• [Directions]
Pick out every line in the items below that contains the word "black", and copy each of those lines in full. Only matches with the same capitalization count.

• [Records for the task]

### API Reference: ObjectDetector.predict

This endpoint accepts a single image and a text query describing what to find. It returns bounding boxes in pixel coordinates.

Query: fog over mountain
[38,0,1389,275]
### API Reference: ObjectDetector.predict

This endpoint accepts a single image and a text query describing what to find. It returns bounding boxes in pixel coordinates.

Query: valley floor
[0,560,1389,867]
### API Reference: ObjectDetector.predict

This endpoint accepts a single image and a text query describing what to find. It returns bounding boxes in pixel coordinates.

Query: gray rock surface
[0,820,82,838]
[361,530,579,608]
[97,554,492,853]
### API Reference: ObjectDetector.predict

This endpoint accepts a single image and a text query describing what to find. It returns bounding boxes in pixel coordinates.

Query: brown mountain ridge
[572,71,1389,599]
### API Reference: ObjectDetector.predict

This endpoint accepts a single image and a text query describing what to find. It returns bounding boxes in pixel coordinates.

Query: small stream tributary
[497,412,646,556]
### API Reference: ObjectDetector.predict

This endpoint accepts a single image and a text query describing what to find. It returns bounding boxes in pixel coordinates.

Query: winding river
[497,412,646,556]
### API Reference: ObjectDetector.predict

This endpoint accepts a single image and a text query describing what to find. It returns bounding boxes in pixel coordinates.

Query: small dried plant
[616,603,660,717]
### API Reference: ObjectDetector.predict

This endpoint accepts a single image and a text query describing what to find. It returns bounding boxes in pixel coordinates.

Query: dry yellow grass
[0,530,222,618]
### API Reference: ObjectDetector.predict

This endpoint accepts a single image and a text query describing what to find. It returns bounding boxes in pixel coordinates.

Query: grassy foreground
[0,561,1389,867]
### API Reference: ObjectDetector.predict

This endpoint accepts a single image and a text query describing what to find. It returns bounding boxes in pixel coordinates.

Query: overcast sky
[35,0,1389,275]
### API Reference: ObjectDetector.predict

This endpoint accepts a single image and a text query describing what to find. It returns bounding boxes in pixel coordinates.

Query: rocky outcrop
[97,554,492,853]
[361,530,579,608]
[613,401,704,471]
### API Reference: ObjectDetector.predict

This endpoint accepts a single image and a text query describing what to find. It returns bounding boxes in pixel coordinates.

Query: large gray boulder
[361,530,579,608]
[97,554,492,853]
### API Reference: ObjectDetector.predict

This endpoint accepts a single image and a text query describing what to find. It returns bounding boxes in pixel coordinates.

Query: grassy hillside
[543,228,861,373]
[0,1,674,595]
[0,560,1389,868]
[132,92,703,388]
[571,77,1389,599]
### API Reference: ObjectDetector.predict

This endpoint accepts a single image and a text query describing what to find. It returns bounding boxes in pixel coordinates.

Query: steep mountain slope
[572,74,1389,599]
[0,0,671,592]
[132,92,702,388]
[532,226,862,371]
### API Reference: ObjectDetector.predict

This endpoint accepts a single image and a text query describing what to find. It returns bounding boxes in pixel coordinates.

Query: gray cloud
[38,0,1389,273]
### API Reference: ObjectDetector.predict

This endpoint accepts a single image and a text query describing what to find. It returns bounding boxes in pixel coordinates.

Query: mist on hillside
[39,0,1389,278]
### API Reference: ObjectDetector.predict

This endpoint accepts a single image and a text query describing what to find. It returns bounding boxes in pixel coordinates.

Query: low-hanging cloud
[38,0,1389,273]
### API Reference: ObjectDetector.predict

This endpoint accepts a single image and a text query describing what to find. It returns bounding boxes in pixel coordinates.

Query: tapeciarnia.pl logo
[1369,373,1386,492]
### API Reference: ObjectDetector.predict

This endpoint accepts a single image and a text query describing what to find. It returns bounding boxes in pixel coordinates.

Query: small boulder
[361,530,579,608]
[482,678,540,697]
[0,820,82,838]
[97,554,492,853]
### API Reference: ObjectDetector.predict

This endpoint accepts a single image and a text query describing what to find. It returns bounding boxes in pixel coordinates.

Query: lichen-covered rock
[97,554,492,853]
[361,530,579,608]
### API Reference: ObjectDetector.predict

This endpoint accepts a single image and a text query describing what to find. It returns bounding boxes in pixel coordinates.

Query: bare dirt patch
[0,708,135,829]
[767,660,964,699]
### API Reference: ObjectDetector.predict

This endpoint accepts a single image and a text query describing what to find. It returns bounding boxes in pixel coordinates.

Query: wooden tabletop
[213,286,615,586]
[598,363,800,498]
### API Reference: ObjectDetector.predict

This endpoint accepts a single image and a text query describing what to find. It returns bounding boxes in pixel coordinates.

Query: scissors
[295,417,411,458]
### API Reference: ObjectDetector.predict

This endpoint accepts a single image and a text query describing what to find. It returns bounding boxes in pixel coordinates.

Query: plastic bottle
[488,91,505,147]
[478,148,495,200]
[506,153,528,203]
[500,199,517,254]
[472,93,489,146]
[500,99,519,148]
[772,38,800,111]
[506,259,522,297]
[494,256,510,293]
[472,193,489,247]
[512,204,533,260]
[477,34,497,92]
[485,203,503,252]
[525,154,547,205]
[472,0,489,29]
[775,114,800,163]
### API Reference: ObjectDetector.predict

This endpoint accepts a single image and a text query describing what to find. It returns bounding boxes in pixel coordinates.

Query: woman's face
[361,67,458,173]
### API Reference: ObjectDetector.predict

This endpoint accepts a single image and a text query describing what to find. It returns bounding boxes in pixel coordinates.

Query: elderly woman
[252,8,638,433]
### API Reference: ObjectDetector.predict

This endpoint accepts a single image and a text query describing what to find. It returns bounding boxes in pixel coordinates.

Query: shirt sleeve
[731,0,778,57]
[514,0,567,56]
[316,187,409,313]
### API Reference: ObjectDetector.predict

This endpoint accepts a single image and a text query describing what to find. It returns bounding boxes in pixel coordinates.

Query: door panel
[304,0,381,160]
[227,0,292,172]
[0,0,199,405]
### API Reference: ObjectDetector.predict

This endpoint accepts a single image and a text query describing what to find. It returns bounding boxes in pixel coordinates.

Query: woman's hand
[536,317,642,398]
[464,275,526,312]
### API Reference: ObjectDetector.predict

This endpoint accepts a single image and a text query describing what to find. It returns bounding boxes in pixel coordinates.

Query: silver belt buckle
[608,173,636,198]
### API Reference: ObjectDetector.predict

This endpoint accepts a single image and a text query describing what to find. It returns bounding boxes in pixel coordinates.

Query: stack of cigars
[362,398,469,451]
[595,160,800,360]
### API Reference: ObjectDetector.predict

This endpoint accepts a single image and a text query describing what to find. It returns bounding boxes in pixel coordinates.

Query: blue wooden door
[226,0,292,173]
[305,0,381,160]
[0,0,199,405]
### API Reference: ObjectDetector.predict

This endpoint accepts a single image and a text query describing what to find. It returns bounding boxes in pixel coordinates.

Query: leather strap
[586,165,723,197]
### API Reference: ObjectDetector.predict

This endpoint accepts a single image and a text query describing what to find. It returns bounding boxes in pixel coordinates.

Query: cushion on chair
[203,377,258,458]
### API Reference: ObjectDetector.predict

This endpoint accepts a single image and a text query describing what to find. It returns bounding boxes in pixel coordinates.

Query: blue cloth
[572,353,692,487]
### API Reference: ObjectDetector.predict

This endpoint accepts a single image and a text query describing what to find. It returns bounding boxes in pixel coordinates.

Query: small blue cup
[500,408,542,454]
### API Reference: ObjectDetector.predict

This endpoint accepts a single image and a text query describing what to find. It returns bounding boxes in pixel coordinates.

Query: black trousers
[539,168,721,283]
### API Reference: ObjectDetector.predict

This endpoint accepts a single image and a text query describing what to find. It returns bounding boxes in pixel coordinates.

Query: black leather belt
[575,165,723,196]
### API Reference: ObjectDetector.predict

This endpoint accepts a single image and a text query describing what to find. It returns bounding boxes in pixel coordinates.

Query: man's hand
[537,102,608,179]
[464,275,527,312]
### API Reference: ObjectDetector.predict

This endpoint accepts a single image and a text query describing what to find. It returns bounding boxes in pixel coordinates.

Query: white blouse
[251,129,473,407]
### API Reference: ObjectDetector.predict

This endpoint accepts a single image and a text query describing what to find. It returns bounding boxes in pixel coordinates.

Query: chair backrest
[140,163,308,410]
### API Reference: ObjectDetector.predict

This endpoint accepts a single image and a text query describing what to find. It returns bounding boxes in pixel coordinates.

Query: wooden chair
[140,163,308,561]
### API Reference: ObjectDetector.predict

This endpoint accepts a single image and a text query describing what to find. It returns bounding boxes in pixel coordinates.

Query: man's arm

• [Result of this task]
Query: black trousers
Query: black leather belt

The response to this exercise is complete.